Set task: Report every line in the items below that contains the word "plant", copying each line in full. Treat uppercase and lowercase as different.

━━ Data for this exercise ━━

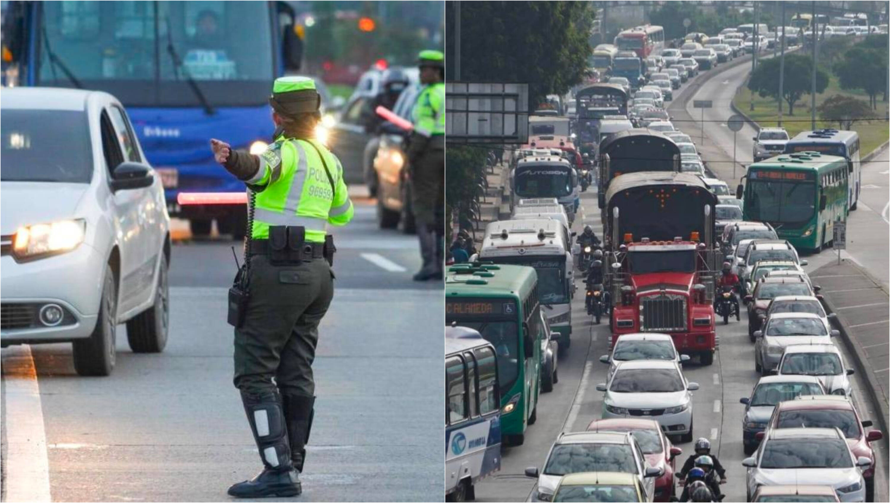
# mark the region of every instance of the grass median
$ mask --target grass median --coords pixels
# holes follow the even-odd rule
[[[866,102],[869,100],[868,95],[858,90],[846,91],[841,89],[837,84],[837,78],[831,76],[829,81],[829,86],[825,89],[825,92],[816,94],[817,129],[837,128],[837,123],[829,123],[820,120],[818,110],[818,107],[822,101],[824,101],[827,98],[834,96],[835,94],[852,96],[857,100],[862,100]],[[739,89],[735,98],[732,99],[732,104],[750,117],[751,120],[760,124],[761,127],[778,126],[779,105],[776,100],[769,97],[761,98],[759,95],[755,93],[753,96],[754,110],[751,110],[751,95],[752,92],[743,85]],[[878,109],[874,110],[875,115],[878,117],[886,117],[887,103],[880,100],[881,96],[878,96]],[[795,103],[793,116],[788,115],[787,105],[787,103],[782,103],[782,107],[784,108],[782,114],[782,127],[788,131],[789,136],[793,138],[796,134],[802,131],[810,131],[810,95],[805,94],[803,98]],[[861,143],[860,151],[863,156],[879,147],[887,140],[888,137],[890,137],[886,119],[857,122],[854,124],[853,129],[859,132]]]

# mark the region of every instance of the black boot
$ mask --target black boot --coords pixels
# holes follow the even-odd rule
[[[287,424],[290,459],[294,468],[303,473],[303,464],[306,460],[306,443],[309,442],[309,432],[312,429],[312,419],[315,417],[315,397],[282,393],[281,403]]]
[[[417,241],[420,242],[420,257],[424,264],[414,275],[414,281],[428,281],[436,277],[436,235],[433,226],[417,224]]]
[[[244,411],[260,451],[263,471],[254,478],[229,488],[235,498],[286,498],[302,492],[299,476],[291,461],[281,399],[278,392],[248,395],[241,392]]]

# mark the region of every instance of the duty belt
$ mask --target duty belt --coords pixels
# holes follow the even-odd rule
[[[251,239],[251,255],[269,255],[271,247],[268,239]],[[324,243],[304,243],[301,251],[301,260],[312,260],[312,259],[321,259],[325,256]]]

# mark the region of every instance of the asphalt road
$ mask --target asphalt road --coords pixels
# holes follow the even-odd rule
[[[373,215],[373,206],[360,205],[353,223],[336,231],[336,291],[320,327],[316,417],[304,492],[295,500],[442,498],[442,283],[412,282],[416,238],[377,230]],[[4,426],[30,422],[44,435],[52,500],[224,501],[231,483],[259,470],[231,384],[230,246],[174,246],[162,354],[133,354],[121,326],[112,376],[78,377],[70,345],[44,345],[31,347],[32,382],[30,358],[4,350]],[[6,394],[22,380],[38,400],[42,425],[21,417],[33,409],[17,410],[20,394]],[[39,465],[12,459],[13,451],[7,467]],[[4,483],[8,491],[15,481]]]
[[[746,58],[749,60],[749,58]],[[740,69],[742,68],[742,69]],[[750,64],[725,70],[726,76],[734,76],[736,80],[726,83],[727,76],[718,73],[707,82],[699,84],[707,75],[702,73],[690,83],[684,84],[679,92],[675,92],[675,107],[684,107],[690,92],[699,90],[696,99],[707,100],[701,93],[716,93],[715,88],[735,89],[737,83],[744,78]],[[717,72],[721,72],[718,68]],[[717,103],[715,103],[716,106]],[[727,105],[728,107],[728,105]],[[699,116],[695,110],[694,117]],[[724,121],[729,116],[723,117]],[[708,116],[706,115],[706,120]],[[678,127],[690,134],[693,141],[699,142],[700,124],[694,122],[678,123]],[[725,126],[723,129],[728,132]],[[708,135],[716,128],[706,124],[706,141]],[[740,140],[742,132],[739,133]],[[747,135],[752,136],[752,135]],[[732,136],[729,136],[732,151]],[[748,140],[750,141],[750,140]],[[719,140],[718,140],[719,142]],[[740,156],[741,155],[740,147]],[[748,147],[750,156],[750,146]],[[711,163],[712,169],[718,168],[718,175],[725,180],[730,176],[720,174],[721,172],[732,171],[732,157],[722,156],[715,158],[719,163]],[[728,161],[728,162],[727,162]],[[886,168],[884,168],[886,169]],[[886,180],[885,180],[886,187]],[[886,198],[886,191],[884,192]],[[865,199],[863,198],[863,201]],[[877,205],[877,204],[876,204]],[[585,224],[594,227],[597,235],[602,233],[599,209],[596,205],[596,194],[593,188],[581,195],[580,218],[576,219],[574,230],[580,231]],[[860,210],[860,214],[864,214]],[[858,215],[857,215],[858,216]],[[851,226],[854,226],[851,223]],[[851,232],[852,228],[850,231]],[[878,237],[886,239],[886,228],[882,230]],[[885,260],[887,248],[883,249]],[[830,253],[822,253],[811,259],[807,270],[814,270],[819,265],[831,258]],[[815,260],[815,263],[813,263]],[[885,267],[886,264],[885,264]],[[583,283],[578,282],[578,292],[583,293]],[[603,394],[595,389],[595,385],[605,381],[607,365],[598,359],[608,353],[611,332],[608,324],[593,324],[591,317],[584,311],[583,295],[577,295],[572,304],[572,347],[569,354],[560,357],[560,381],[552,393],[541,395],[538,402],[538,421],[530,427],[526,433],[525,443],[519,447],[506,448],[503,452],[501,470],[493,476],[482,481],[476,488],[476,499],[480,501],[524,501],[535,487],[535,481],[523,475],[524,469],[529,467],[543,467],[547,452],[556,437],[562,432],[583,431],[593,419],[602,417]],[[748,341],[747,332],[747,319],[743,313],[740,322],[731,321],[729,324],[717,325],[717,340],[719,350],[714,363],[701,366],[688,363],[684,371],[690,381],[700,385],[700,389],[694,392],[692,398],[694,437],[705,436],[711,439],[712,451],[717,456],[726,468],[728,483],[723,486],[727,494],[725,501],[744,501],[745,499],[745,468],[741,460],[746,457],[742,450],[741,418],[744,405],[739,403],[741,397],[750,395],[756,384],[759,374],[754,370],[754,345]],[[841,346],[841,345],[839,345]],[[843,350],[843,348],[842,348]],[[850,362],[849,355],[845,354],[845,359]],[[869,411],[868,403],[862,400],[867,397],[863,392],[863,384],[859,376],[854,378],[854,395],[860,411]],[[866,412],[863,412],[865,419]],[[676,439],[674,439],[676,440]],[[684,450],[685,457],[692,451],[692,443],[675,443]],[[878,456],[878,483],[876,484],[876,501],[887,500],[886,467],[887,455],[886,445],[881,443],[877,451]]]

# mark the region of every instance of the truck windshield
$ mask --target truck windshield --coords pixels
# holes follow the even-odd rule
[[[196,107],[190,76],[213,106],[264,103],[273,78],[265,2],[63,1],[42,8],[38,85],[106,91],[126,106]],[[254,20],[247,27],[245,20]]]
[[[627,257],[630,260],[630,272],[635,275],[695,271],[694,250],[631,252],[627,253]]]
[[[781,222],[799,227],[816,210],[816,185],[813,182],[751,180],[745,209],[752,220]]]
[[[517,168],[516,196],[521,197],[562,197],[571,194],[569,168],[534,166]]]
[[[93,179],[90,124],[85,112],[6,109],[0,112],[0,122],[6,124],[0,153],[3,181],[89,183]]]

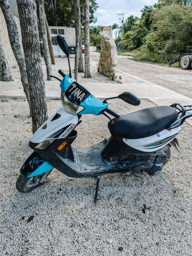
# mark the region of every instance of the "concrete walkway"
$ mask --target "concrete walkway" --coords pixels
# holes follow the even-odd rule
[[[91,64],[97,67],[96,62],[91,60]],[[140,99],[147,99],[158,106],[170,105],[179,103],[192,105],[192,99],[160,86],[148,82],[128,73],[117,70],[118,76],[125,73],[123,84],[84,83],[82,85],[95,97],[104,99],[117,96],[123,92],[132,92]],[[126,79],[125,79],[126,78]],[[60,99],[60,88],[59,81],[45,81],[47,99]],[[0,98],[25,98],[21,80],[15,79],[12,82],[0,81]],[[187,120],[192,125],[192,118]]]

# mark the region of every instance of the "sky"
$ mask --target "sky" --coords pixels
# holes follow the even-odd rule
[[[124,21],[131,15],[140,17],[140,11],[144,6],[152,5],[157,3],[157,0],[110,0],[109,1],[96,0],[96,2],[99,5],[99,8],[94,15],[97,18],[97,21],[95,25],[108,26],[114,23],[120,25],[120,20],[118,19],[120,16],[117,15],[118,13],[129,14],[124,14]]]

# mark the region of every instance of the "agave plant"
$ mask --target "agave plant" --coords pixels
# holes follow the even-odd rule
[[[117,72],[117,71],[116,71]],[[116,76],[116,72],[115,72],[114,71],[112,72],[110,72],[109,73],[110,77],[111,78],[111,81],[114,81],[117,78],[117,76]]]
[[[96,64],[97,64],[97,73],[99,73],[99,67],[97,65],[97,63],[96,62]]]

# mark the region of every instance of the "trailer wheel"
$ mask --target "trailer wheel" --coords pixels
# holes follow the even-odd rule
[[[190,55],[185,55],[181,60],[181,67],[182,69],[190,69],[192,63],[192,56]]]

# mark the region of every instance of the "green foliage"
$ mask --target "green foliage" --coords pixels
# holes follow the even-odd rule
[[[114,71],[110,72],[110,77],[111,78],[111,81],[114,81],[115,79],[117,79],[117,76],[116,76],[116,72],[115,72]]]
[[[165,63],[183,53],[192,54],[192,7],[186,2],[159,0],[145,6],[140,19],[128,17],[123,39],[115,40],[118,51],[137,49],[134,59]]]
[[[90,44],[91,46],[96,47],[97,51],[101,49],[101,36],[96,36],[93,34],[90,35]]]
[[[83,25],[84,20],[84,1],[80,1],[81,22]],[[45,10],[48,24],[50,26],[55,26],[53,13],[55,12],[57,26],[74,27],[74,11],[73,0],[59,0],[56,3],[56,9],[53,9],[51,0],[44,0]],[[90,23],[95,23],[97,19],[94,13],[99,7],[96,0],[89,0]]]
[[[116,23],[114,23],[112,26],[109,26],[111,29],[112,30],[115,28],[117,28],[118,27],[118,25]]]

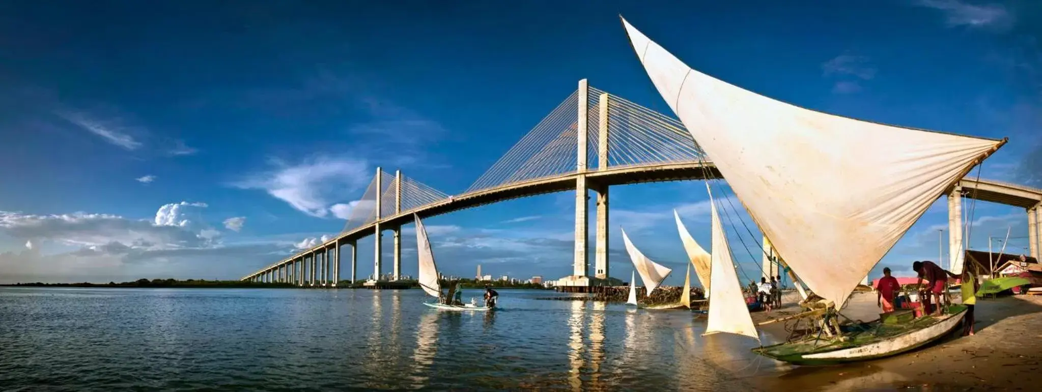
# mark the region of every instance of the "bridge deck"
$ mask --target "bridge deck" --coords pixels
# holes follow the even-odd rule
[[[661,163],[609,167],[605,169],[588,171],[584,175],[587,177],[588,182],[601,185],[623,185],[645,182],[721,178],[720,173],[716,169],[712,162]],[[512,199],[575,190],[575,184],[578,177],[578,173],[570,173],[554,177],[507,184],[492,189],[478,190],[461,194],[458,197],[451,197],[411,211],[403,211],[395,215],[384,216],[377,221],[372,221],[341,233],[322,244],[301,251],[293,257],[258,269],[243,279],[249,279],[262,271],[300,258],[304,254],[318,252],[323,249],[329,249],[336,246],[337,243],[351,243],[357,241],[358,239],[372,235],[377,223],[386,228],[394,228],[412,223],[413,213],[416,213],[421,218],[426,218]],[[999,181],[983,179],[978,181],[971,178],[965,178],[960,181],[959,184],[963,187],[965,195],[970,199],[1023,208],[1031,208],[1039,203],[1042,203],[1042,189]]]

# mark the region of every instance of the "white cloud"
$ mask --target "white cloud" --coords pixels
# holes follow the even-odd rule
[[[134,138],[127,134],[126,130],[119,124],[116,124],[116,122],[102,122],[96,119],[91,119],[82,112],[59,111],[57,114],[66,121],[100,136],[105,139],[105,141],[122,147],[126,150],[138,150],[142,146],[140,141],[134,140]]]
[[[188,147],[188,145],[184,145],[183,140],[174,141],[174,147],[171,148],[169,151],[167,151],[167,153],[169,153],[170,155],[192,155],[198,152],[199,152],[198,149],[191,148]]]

━━━

Final result:
# mark the region of every instance of the "agave plant"
$ mask --target "agave plant" --coords pixels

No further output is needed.